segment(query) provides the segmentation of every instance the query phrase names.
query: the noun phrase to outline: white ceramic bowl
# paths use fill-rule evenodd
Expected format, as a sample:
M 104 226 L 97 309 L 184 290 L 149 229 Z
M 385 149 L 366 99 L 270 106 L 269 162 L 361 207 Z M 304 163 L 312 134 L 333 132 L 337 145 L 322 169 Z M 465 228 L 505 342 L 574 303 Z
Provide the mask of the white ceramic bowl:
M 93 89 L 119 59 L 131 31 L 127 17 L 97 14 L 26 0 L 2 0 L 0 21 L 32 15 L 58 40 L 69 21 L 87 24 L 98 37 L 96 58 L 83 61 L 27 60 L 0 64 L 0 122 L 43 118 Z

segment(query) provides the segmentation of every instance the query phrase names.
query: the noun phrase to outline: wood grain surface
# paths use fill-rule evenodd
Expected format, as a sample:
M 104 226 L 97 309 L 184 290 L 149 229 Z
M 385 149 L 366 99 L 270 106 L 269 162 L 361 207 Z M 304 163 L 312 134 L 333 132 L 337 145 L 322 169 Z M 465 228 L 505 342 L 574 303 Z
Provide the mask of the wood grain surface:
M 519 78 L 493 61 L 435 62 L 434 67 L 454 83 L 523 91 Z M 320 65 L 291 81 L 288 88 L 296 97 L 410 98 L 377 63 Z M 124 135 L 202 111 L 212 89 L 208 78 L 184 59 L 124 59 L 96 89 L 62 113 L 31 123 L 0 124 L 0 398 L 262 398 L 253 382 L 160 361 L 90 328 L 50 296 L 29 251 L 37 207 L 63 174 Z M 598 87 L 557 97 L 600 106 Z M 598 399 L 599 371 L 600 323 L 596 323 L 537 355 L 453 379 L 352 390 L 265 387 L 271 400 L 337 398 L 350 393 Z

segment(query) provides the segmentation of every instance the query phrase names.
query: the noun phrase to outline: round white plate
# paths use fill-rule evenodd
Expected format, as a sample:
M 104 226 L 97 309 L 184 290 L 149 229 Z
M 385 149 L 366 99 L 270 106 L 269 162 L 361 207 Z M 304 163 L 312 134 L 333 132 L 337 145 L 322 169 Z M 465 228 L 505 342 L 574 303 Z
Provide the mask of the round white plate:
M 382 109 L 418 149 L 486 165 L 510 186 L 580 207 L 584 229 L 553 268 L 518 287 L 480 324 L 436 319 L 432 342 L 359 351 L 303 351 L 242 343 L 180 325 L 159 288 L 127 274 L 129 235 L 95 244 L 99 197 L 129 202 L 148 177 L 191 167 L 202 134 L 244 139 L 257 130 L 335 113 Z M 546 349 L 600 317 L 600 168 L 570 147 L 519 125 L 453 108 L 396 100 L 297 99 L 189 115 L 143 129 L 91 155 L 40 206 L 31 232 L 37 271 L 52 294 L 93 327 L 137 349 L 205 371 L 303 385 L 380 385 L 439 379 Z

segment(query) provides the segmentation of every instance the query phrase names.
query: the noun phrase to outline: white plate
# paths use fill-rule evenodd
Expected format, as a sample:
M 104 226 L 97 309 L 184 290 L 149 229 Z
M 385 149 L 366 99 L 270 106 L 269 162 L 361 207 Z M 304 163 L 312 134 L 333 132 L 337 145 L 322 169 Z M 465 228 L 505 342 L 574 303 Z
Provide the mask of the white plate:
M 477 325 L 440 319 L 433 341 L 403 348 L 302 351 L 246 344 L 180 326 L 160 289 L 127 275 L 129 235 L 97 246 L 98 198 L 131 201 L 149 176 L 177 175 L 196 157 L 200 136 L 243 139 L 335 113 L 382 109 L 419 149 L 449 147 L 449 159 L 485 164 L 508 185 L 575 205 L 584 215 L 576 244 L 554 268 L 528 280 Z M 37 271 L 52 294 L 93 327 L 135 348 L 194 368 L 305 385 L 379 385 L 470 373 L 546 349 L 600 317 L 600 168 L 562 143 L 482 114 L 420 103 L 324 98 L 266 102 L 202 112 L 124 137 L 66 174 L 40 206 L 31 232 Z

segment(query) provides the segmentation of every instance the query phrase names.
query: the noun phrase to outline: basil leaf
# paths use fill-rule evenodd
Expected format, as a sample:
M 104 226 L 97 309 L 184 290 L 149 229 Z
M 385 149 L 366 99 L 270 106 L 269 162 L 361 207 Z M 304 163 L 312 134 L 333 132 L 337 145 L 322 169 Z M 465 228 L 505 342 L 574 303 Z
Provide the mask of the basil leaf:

★ ★ ★ ★ ★ ★ ★

_WHAT YOU ARE ASKED TO DO_.
Your response must repeat all of the material above exactly.

_EXERCISE OUTPUT_.
segment(query) provides the segmentation of every instance the query phrase names.
query: the noun phrase to outline: white ceramic bowl
# paths use fill-rule evenodd
Expected format, as a sample:
M 104 226 L 97 309 L 184 290 L 149 229 Z
M 385 149 L 366 99 L 270 106 L 269 162 L 361 207 Z M 304 163 L 312 134 L 333 132 L 337 145 L 322 169 Z M 465 228 L 505 342 L 574 303 Z
Provide the mask of the white ceramic bowl:
M 93 89 L 119 59 L 131 31 L 127 17 L 97 14 L 26 0 L 2 0 L 0 21 L 32 15 L 58 40 L 69 21 L 87 24 L 98 37 L 96 58 L 83 61 L 27 60 L 0 64 L 0 122 L 43 118 Z

segment(query) provides the segmentation of every instance the query phrase names.
query: the noun phrase to outline: wood grain surface
# paths use fill-rule evenodd
Expected format, as a sample:
M 104 226 L 97 309 L 184 290 L 149 229 Z
M 385 149 L 366 99 L 270 106 L 269 162 L 361 207 Z M 304 163 L 312 134 L 333 132 L 337 145 L 322 169 Z M 465 228 L 505 342 L 574 303 Z
Provide the mask of the wood grain surface:
M 519 78 L 493 61 L 435 62 L 434 67 L 454 83 L 523 91 Z M 320 65 L 291 81 L 288 88 L 296 97 L 410 98 L 377 63 Z M 124 135 L 202 111 L 212 89 L 208 78 L 184 59 L 124 59 L 96 89 L 62 113 L 31 123 L 0 124 L 0 398 L 262 398 L 253 382 L 160 361 L 90 328 L 50 296 L 29 251 L 37 207 L 63 174 Z M 598 87 L 557 97 L 600 106 Z M 598 399 L 599 371 L 600 323 L 596 323 L 537 355 L 453 379 L 352 390 L 265 387 L 271 400 L 337 398 L 350 393 Z

segment(query) provides the segmentation of every instance the query phrase names.
query: the noun phrase to outline: round white plate
# paths use fill-rule evenodd
Expected format, as a sample:
M 104 226 L 97 309 L 184 290 L 149 229 Z
M 385 149 L 366 99 L 270 106 L 269 162 L 361 207 Z M 304 163 L 312 134 L 333 132 L 337 145 L 322 169 Z M 465 228 L 505 342 L 574 303 Z
Provide the mask of the round white plate:
M 382 109 L 418 149 L 486 165 L 510 186 L 580 207 L 584 229 L 553 268 L 518 287 L 480 324 L 436 319 L 432 342 L 359 351 L 303 351 L 242 343 L 180 325 L 159 288 L 127 274 L 129 235 L 95 244 L 99 197 L 129 202 L 148 177 L 191 167 L 202 134 L 244 139 L 257 130 L 335 113 Z M 546 349 L 600 317 L 600 168 L 570 147 L 519 125 L 453 108 L 396 100 L 297 99 L 189 115 L 143 129 L 91 155 L 40 206 L 31 232 L 37 271 L 52 294 L 93 327 L 137 349 L 205 371 L 303 385 L 380 385 L 439 379 Z

segment(query) provides the segmentation of every instance the query phrase names.
query: the noun phrase to outline: white plate
# paths use fill-rule evenodd
Expected format, as a sample:
M 104 226 L 97 309 L 184 290 L 149 229 Z
M 385 149 L 366 99 L 270 106 L 269 162 L 361 207 Z M 304 163 L 312 134 L 333 132 L 337 145 L 322 169 Z M 465 228 L 505 342 L 574 303 Z
Provide the mask of the white plate:
M 477 325 L 440 319 L 433 341 L 403 348 L 302 351 L 246 344 L 180 326 L 160 289 L 127 275 L 129 235 L 97 246 L 98 198 L 131 201 L 149 176 L 177 175 L 196 157 L 200 136 L 243 139 L 335 113 L 382 109 L 419 149 L 449 147 L 449 159 L 485 164 L 508 185 L 575 205 L 584 215 L 576 244 L 554 268 L 528 280 Z M 37 271 L 52 294 L 93 327 L 135 348 L 194 368 L 305 385 L 379 385 L 470 373 L 546 349 L 600 317 L 600 168 L 562 143 L 482 114 L 420 103 L 324 98 L 266 102 L 202 112 L 124 137 L 66 174 L 40 206 L 31 232 Z

segment(query) provides the segmentation of every instance the query phrase names.
query: the noun phrase to outline: basil leaf
# paths use fill-rule evenodd
Expected format, as a sample:
M 104 226 L 97 309 L 184 290 L 149 229 Z
M 385 149 L 366 99 L 270 106 L 269 162 L 361 207 Z M 304 163 L 312 134 L 333 132 L 337 145 L 322 169 Z M 465 228 L 505 342 L 574 303 Z
Provide the mask of the basil leaf:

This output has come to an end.